▸ **Instructions to follow**
Return each entry exactly, omitting nothing.

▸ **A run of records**
**********
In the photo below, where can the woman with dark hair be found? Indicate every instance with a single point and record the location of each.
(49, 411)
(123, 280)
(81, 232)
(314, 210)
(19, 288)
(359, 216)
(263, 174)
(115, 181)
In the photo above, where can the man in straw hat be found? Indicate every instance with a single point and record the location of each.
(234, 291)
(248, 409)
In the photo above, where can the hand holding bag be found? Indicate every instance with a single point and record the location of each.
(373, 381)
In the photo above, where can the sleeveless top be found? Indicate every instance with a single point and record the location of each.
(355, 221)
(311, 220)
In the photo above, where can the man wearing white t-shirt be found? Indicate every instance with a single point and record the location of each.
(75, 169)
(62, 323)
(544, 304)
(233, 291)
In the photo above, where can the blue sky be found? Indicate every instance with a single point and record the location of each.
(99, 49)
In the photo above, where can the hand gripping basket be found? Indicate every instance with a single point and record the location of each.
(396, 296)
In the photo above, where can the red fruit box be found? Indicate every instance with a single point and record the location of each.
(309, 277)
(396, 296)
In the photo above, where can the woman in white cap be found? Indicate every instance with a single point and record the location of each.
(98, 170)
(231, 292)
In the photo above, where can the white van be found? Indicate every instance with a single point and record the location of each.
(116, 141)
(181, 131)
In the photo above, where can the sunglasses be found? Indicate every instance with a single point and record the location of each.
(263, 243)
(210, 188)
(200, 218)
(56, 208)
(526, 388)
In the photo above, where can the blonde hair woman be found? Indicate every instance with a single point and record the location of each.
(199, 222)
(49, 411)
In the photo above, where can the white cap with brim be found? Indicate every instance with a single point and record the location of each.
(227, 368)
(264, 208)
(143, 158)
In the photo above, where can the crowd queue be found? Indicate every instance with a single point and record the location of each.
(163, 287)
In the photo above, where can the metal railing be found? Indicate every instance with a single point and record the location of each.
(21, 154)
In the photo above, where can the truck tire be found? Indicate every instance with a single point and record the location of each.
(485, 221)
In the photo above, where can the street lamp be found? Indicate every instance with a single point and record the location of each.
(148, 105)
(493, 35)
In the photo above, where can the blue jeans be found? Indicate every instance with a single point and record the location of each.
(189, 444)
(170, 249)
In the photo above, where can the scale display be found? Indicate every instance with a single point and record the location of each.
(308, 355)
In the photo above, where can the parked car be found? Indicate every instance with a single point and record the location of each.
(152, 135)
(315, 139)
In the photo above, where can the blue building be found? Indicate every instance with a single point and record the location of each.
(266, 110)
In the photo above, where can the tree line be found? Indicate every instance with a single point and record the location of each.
**********
▸ **Right answer**
In the photo below, where can the woman with dark hair be found? Indicate every instance with a single point and record the location of each.
(49, 411)
(123, 280)
(81, 232)
(314, 210)
(19, 288)
(359, 216)
(263, 174)
(115, 181)
In the photo above, where can the man in straw hat be found? Indicate every instance with a single point and record the location of each.
(234, 291)
(248, 409)
In the photo above, where can the hand holding bag be found? Indicate every instance with a single point and record the location of each.
(373, 381)
In the photo above, where can the sleeveless top be found? Indicate every instance with a single point and record the location of each.
(355, 221)
(311, 220)
In the photo above, where can the man wearing white t-shirt be found? Indicate every instance with a single point and record the location of each.
(75, 169)
(62, 323)
(544, 304)
(233, 291)
In the photo above, where can the blue sky be found? Indicate every instance with a single point and record the location of each.
(99, 49)
In the photo above, where can the hand gripping basket be found? Indicate every instance with a single point and record the location of each.
(396, 296)
In the photo above, where can the red fruit box be found? Indicate every instance with a single point and record the location of each.
(309, 277)
(396, 296)
In the photo above, where can the woman in white cap be found? Indicate every instance with a single point and record the location of each.
(98, 170)
(231, 292)
In the photo above, where can the white van be found? Indicate every instance with a single point and record the location of each.
(116, 141)
(181, 131)
In the photo above, where can the sunglasses be found? Indicate every instance with a single point and record the location of each.
(263, 243)
(210, 188)
(200, 218)
(56, 208)
(526, 388)
In the photo above, where can the blonde hair woman be found? Indicate every instance with a single point and record the location of each.
(199, 222)
(49, 411)
In the photo above, where can the white cap with brim be found? Indicate every instance with a single point and record the location of each.
(227, 368)
(264, 208)
(143, 158)
In the photo above, where can the crowd queue be found? Indicate every instance with a single point and record the location of each.
(163, 287)
In the photo above, where can the metal railing be found? Indicate every instance with a single point and record the location of each.
(21, 154)
In the photo above, where can the truck tire be found? Indicate every instance with a single point and record the location of each.
(485, 221)
In the photo above, where can the street lamp be found? Indicate every instance with a single point and record the location of each.
(148, 105)
(493, 35)
In the photo above, where can the blue jeans be found? Indicate every instance with a single point and record the location of each.
(189, 444)
(170, 249)
In the photo above, where can the scale display be found? Indicate every instance with a single point and record the location of each.
(308, 355)
In the photo above, where can the parked car be found? Indicate every instance with a single point and record the location of each.
(152, 135)
(315, 139)
In the photo above, where can the blue building be found? Indicate every instance with a single point and record the location of each.
(266, 110)
In the photo above, where can the tree line be found? Indicate every instance with a single point and record the location of each.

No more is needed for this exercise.